» Compiti da svolgere
(a) Aggiorna il brano riscrivendone la parte da "Da tempo il" fino a "a volte impossibile." compreso, con "Pechino" sostituito da "Beijing".
(b) Per favore, indica se ciascuna affermazione concorda con il brano, rispondendo sì o no e citando le parole del brano che lo stabiliscono.
(i) John Sudworth si è trasferito a Taiwan.
(ii) Il libro raccoglie le testimonianze di 25 corrispondenti britannici.
(iii) Secondo i corrispondenti, con l'arrivo di Xi Jinping lavorare come giornalisti in Cina è diventato più facile.
(c) Rispondi in base al brano.
(i) Per quale testata era corrispondente da Pechino John Sudworth?
(ii) Chi sono gli autori del libro "The Beijing Bureau"?
(iii) Per quali motivi, quasi sempre, i giornalisti preferiscono trasferirsi altrove?

===== Brano da leggere =====

Da tempo il rapporto tra la Cina e la stampa internazionale si è rotto. Sono diverse le testimonianze di giornalisti che preferiscono trasferirsi altrove per coprire le notizie dell’Asia orientale, quasi sempre per motivi di sicurezza. L’ultimo caso è quello dello storico corrispondente della Bbc da Pechino, John Sudworth, che si è trasferito a Taiwan. Il libro “The Beijing Bureau” è una fotografia di questo cambiamento: Trevor Watson e Melissa Roberts hanno chiesto a 25 corrispondenti australiani di raccontare “l’ascesa della Cina”, cioè come siamo arrivati agli arresti, alle minacce, alla fuga. Tutti dicono la stessa cosa: da quando è arrivato Xi Jinping fare il proprio lavoro di giornalista in Cina è diventato difficile, a volte impossibile.

===== Dati forniti =====

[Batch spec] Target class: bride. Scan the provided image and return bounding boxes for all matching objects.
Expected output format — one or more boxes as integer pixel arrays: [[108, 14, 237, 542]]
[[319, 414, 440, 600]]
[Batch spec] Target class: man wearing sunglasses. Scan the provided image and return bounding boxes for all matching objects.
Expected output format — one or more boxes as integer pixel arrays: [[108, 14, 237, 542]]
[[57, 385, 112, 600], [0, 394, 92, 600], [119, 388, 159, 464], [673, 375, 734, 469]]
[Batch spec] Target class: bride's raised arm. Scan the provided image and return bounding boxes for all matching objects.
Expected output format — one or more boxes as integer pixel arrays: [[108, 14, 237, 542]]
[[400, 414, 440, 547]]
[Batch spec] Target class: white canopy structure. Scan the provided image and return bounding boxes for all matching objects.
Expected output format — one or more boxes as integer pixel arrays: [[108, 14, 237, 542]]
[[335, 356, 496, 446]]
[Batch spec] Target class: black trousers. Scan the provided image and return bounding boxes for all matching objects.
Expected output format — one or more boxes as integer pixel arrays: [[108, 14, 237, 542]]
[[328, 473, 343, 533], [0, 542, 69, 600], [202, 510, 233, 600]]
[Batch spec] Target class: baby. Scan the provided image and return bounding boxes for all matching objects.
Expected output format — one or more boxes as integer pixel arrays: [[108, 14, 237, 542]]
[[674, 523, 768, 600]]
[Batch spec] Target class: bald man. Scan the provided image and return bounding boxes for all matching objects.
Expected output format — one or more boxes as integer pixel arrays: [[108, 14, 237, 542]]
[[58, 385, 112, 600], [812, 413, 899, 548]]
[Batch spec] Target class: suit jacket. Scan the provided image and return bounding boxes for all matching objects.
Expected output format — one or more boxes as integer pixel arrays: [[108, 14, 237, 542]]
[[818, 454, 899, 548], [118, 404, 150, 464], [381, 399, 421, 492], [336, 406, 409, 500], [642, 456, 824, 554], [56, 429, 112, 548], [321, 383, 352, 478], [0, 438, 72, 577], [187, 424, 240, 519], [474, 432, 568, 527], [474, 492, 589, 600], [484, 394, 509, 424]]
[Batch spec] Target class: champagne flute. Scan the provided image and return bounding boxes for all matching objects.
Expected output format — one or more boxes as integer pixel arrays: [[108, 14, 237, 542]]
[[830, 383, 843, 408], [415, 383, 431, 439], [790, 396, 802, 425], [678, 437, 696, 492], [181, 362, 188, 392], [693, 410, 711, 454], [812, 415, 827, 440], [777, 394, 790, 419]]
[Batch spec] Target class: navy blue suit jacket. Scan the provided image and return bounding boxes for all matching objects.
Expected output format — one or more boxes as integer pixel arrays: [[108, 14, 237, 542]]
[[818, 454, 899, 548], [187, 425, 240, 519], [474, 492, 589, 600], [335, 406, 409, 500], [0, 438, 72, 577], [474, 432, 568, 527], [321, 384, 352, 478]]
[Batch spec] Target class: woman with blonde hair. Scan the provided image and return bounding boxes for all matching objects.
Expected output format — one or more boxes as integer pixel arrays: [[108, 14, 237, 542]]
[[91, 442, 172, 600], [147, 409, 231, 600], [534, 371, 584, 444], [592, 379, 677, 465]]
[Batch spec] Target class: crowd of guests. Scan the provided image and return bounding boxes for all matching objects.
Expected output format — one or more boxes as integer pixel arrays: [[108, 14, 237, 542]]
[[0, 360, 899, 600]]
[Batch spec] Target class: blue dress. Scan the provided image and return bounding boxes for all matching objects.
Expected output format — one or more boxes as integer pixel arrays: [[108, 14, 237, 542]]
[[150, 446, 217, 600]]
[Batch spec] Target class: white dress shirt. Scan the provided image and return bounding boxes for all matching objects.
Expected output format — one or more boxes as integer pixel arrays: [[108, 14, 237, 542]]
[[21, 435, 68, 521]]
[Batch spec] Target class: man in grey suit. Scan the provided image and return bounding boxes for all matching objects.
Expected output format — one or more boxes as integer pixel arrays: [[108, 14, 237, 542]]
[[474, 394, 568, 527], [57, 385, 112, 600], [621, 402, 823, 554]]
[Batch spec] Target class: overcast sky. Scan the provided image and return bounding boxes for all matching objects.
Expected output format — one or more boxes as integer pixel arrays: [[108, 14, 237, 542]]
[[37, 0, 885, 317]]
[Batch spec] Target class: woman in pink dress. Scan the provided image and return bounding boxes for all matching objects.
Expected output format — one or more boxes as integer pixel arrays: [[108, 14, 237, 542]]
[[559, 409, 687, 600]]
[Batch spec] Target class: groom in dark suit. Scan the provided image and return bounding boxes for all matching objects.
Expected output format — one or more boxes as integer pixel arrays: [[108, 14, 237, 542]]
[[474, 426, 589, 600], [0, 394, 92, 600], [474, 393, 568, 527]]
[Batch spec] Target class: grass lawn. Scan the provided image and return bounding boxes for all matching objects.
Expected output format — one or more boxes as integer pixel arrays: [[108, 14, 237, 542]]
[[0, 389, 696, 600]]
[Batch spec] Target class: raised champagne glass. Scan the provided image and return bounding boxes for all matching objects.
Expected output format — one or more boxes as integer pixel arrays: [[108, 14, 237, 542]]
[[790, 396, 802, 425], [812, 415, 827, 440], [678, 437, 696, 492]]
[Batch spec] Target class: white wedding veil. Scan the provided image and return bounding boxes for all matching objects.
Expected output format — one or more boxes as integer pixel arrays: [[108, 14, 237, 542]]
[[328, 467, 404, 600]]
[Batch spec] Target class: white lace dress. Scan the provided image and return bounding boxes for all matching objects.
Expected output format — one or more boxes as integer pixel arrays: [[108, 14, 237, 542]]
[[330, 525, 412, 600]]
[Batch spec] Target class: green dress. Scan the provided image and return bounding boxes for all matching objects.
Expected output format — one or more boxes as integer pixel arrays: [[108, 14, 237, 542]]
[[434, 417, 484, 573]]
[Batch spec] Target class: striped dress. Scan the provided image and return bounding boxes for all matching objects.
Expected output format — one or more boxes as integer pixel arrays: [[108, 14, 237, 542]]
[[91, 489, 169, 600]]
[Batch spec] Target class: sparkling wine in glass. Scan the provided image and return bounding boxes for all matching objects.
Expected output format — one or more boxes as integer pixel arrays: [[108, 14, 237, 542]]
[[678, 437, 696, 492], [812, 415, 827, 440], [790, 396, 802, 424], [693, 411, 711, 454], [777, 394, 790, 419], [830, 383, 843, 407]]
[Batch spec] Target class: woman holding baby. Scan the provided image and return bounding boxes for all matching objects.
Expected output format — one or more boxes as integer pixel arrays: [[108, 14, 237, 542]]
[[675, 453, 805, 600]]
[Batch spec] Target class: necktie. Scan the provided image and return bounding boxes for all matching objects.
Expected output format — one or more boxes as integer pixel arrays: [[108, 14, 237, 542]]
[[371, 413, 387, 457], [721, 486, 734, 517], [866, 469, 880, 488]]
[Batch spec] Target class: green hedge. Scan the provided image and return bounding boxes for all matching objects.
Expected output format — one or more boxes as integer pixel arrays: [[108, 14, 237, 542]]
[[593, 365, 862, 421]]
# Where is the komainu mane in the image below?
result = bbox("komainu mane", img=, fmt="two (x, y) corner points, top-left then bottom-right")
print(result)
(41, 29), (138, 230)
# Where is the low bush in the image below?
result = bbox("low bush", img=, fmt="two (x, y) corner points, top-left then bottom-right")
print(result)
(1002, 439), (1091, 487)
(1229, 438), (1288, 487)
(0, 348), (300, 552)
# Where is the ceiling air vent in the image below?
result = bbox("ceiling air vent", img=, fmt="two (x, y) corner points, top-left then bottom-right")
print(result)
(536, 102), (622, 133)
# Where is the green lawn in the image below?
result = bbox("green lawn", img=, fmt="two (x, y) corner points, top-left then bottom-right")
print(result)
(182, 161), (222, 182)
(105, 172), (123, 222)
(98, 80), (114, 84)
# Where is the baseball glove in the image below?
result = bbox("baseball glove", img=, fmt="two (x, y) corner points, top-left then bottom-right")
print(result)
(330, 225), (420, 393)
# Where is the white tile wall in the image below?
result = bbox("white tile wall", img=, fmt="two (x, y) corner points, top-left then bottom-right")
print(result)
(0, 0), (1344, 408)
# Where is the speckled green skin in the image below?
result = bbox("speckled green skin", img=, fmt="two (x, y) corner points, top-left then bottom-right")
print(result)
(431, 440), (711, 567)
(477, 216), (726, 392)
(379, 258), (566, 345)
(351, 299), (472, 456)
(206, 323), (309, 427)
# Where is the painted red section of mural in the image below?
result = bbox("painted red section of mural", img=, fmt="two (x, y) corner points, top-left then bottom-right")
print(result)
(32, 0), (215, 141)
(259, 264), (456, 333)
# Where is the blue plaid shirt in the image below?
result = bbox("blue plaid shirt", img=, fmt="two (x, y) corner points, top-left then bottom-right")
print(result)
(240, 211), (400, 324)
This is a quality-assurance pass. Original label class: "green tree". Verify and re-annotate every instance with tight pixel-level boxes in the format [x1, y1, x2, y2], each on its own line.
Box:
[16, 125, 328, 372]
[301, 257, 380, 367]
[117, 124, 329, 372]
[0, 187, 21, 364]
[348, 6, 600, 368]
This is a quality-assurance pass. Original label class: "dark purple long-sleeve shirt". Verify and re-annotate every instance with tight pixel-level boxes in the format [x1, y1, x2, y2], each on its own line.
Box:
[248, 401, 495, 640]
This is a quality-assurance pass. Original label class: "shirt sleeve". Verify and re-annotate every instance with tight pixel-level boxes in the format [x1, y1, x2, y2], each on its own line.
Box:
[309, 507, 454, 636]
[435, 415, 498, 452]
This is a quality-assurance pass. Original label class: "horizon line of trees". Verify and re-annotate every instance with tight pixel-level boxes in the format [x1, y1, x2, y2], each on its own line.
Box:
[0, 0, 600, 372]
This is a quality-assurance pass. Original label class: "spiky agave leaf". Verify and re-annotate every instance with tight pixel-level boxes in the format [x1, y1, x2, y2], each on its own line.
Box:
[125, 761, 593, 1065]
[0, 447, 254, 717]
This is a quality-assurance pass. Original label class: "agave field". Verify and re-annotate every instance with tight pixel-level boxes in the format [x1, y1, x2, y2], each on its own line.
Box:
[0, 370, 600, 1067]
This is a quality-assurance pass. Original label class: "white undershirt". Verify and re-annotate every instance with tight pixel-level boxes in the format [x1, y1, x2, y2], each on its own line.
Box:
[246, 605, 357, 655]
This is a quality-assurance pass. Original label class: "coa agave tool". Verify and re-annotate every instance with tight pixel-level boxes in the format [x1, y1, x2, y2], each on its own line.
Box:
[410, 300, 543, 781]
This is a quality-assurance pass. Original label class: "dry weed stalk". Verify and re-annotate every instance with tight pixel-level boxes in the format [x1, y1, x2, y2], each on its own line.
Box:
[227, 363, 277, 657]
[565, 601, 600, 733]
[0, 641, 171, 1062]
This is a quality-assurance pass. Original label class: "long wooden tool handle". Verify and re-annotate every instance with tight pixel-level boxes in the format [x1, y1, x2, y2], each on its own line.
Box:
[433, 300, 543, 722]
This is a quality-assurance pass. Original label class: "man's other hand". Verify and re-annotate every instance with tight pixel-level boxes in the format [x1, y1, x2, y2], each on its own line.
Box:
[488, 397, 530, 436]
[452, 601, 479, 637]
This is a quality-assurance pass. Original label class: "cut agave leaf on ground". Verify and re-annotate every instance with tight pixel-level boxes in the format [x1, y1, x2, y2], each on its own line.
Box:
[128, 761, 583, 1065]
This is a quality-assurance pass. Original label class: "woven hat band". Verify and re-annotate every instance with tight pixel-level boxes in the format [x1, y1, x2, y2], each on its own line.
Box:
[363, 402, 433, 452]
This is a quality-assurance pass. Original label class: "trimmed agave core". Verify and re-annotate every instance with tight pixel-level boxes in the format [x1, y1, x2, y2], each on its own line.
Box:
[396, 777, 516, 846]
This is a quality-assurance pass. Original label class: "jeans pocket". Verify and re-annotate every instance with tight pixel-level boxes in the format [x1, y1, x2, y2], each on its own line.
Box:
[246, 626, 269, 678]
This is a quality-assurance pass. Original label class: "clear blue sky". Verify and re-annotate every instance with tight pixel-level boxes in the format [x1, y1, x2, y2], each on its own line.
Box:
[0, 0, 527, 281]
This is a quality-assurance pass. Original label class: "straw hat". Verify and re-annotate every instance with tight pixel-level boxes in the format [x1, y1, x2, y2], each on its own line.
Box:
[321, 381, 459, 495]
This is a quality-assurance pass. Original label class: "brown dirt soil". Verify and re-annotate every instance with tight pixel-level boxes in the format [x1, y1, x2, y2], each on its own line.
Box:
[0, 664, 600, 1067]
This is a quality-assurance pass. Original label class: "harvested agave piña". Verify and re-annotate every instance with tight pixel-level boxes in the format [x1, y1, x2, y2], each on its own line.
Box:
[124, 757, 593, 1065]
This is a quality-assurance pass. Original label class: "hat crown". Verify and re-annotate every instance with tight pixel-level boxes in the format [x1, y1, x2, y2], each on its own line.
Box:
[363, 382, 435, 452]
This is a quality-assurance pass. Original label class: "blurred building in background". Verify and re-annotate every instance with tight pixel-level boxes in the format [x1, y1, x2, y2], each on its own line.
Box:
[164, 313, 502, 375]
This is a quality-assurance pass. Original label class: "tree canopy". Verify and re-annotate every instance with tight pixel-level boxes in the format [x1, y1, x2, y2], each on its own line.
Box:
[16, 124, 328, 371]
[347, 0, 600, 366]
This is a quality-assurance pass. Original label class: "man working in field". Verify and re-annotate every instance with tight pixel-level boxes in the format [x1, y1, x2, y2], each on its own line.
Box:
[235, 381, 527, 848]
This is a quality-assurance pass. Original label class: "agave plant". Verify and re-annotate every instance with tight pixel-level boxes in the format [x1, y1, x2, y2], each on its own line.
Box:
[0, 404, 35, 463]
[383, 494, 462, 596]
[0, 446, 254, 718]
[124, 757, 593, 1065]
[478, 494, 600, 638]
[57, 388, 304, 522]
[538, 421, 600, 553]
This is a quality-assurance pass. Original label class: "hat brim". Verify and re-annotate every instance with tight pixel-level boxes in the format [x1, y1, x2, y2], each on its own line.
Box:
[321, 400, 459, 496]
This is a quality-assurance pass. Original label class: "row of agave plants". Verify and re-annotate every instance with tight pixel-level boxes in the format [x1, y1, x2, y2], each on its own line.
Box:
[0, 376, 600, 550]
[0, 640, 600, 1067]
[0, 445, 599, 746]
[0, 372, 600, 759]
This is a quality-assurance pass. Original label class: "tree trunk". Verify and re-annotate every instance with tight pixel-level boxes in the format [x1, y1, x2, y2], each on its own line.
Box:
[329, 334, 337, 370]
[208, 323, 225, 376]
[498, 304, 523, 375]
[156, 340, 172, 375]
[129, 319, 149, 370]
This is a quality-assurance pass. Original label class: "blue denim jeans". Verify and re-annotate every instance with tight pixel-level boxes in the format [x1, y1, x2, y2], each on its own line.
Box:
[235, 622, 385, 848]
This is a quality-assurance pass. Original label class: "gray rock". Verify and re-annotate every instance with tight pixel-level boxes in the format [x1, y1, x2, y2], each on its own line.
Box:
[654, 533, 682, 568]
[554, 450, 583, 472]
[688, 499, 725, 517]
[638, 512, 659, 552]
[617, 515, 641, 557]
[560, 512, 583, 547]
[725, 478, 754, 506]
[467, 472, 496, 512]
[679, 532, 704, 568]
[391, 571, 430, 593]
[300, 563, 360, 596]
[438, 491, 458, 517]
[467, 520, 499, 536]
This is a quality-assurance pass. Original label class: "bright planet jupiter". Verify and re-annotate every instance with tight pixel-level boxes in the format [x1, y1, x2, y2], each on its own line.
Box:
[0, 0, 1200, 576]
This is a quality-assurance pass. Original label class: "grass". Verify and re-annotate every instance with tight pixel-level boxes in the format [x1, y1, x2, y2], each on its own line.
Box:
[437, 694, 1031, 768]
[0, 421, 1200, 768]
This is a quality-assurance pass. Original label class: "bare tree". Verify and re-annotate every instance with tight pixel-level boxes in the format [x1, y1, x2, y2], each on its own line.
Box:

=====

» Risposte per punto
(a)
Da tempo il rapporto tra la Cina e la stampa internazionale si è rotto. Sono diverse le testimonianze di giornalisti che preferiscono trasferirsi altrove per coprire le notizie dell’Asia orientale, quasi sempre per motivi di sicurezza. L’ultimo caso è quello dello storico corrispondente della Bbc da Beijing, John Sudworth, che si è trasferito a Taiwan. Il libro “The Beijing Bureau” è una fotografia di questo cambiamento: Trevor Watson e Melissa Roberts hanno chiesto a 25 corrispondenti australiani di raccontare “l’ascesa della Cina”, cioè come siamo arrivati agli arresti, alle minacce, alla fuga. Tutti dicono la stessa cosa: da quando è arrivato Xi Jinping fare il proprio lavoro di giornalista in Cina è diventato difficile, a volte impossibile.

(b)
(i) Sì: "che si è trasferito a Taiwan".
(ii) No: "hanno chiesto a 25 corrispondenti australiani".
(iii) No: "fare il proprio lavoro di giornalista in Cina è diventato difficile, a volte impossibile".

(c)
(i) La Bbc.
(ii) Trevor Watson e Melissa Roberts.
(iii) Per motivi di sicurezza.